_Objective_: Please transcribe every line of the entries below word for word, leaving the pictures out of your answer.

Extracted entries:

┏━━

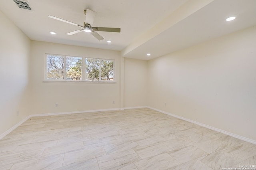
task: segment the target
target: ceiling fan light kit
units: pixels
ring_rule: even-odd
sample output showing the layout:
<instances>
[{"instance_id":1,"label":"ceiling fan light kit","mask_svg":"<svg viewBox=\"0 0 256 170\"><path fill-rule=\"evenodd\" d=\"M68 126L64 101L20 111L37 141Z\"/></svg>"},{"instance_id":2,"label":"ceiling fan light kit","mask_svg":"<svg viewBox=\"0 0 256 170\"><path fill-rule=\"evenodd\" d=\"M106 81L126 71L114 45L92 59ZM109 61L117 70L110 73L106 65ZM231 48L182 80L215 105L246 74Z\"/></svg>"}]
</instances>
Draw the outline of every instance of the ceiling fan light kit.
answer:
<instances>
[{"instance_id":1,"label":"ceiling fan light kit","mask_svg":"<svg viewBox=\"0 0 256 170\"><path fill-rule=\"evenodd\" d=\"M74 25L78 27L82 28L82 29L79 29L72 32L69 32L66 34L66 35L73 35L75 34L82 32L83 31L88 33L90 33L91 34L97 38L99 40L101 40L104 39L100 34L98 34L96 31L104 31L106 32L120 32L121 29L120 28L112 28L108 27L92 27L92 25L93 23L94 17L96 15L96 12L93 11L89 9L84 11L84 13L86 15L85 22L84 22L84 26L82 26L77 24L74 23L66 20L63 20L55 16L54 16L49 15L48 16L49 18L50 18L55 20L56 20L62 22Z\"/></svg>"}]
</instances>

┗━━

_Answer to this exercise_:
task: segment the target
target: ceiling fan light kit
units: pixels
ring_rule: even-odd
sample output showing the layout:
<instances>
[{"instance_id":1,"label":"ceiling fan light kit","mask_svg":"<svg viewBox=\"0 0 256 170\"><path fill-rule=\"evenodd\" d=\"M68 126L64 101L20 111L37 141Z\"/></svg>"},{"instance_id":2,"label":"ceiling fan light kit","mask_svg":"<svg viewBox=\"0 0 256 170\"><path fill-rule=\"evenodd\" d=\"M106 81L126 71L114 45L92 59ZM109 61L117 70L110 73L106 65ZM231 48L182 80L215 105L246 74Z\"/></svg>"}]
</instances>
Draw the outline of every instance of the ceiling fan light kit.
answer:
<instances>
[{"instance_id":1,"label":"ceiling fan light kit","mask_svg":"<svg viewBox=\"0 0 256 170\"><path fill-rule=\"evenodd\" d=\"M74 25L78 27L82 28L82 29L79 29L72 32L69 32L66 34L66 35L73 35L75 34L82 32L83 31L88 33L90 33L91 34L97 38L99 40L101 40L104 39L100 34L98 34L96 31L104 31L106 32L120 32L121 29L120 28L112 28L108 27L92 27L92 25L93 23L94 17L96 15L96 12L93 11L89 9L84 11L84 13L86 15L85 22L84 22L84 26L82 26L77 24L74 23L66 20L63 20L55 16L54 16L49 15L48 16L49 18L50 18L55 20L56 20L62 22Z\"/></svg>"}]
</instances>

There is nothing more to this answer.